> _Provided records_:
--
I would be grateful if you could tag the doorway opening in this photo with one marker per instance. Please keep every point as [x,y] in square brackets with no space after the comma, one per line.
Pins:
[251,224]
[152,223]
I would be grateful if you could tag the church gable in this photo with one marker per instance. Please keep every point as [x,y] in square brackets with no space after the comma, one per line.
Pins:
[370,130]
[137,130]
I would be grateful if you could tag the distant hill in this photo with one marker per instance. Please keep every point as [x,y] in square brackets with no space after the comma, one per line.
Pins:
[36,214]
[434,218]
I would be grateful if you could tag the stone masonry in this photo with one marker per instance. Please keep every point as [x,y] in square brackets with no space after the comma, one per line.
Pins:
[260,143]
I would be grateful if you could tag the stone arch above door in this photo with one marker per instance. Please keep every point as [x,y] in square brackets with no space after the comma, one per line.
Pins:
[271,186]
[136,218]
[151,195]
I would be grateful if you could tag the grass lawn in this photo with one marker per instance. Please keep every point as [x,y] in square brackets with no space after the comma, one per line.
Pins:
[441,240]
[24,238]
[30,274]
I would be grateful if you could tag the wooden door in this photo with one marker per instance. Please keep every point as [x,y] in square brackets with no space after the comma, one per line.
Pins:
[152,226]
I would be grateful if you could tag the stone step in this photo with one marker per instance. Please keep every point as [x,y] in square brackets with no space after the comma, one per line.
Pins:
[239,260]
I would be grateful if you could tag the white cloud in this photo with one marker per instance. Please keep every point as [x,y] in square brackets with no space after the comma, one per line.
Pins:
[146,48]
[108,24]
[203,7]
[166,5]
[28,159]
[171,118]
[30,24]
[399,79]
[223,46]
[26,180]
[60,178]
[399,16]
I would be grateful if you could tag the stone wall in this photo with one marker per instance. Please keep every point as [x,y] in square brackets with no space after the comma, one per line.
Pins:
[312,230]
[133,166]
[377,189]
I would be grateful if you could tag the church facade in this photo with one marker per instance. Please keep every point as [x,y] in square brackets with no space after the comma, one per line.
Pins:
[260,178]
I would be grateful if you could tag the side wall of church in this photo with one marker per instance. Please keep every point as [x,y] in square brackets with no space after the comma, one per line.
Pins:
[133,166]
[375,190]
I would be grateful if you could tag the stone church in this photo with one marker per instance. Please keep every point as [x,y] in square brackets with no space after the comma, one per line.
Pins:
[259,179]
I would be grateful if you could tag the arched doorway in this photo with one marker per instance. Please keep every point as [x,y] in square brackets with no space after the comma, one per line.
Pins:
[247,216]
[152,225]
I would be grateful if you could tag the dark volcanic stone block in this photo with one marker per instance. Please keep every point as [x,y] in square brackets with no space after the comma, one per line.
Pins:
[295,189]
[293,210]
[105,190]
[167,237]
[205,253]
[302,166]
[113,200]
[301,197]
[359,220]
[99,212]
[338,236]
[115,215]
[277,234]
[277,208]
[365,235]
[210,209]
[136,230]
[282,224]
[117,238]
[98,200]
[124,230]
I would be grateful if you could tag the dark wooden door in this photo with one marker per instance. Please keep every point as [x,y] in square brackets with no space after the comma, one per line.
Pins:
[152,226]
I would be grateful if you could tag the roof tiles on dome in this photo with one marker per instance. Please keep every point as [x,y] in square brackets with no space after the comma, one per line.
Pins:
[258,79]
--
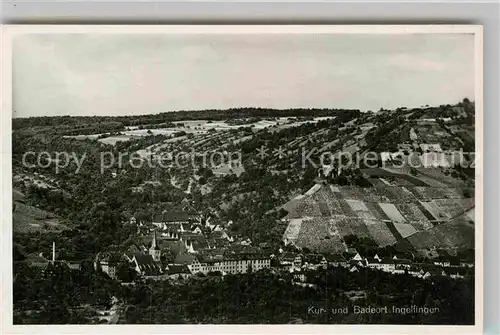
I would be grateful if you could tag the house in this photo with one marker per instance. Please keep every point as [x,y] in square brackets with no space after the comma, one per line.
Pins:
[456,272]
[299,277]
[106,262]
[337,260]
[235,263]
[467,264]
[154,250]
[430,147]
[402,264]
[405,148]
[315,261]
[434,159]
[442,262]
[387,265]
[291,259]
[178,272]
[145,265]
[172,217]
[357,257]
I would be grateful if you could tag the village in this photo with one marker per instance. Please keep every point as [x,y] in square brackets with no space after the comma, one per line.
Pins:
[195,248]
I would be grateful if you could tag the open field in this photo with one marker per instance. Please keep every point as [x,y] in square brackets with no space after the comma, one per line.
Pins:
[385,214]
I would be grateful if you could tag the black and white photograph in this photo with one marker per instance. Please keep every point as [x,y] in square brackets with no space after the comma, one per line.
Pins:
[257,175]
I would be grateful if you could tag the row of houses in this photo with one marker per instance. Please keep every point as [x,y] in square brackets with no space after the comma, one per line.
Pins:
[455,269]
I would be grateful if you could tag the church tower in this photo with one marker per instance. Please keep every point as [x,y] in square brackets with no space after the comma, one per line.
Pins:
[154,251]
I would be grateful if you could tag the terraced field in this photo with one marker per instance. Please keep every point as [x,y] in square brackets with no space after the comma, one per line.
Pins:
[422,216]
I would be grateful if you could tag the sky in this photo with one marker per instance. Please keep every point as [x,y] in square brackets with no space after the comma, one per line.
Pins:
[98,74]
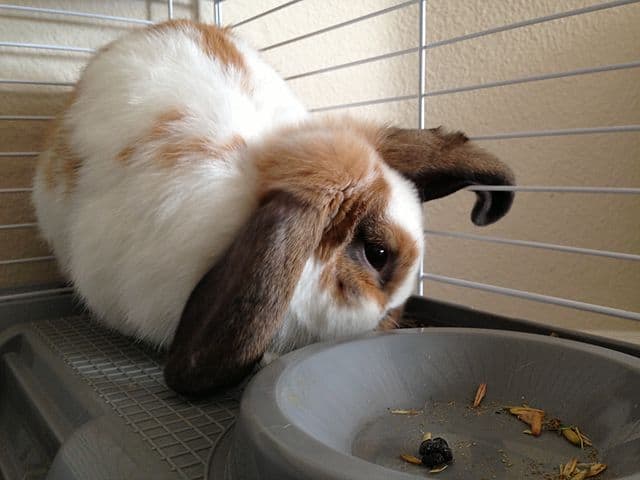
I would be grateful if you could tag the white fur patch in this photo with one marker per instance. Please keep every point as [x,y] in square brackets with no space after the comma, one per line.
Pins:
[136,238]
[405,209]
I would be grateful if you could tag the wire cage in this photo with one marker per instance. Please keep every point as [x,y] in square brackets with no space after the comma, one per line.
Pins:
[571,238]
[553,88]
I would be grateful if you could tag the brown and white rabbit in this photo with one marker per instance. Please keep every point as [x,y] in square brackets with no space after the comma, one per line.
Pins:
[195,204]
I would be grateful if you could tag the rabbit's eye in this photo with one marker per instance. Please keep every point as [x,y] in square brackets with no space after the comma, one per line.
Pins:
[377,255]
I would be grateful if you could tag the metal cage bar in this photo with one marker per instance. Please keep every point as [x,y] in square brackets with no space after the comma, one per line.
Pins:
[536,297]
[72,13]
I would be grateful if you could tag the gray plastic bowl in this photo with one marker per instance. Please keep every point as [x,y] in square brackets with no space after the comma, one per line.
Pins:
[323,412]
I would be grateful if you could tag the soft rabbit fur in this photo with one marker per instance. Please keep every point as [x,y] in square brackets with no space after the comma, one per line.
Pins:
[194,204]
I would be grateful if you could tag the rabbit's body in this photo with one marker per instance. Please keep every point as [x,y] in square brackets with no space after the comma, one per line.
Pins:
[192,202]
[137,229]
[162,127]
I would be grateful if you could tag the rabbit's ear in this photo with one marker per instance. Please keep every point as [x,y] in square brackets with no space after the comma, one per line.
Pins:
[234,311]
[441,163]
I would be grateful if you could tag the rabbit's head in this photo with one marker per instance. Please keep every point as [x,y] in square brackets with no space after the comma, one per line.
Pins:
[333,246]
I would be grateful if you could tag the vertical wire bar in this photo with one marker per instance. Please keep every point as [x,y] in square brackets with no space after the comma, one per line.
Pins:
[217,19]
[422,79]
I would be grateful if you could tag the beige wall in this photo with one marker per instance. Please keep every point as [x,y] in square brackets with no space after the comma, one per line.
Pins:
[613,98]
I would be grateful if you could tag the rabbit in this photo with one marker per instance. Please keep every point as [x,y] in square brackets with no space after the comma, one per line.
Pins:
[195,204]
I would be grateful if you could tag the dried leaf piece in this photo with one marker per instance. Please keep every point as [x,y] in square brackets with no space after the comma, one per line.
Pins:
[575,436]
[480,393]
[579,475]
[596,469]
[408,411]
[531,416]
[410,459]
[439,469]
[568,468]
--
> _Given instruction_: Count the lines in the items above that contain the word "hill", and give only that number.

> _Task result_: 1